* begin Records *

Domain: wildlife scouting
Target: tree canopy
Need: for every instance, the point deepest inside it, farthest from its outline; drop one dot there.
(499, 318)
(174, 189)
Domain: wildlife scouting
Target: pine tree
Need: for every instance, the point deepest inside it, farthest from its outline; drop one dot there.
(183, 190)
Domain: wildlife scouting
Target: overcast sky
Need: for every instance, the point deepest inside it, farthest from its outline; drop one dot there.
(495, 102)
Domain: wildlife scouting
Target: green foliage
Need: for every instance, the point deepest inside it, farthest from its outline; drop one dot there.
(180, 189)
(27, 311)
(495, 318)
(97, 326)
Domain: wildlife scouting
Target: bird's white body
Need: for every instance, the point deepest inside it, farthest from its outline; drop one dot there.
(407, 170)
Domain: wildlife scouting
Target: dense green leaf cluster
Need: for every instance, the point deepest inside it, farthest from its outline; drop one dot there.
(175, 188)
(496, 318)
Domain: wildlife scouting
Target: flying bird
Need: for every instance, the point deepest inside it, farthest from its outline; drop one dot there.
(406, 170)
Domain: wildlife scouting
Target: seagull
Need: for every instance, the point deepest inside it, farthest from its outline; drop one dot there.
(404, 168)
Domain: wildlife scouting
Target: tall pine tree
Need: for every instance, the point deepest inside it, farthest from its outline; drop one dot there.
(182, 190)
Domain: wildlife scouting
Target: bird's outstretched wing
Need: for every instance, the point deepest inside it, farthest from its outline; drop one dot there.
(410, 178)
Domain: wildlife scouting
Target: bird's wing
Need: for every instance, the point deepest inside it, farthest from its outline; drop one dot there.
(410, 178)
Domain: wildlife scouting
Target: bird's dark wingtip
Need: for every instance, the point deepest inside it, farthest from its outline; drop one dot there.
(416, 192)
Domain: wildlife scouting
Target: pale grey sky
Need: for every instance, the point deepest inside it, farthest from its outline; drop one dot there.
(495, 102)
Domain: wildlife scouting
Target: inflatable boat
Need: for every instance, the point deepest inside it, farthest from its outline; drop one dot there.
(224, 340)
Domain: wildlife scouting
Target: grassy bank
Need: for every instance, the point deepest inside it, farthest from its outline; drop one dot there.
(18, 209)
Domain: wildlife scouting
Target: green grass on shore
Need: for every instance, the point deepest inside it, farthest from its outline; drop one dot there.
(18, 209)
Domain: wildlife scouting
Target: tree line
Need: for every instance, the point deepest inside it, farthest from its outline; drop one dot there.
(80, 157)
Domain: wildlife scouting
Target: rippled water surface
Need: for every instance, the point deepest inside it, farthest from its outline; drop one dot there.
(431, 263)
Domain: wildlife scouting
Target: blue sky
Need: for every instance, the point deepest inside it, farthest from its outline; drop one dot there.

* end Records *

## What needs to be done
Counting case-sensitively, how many lines in the records contain the string "tree"? Reply with the number alone.

## Solution to the problem
4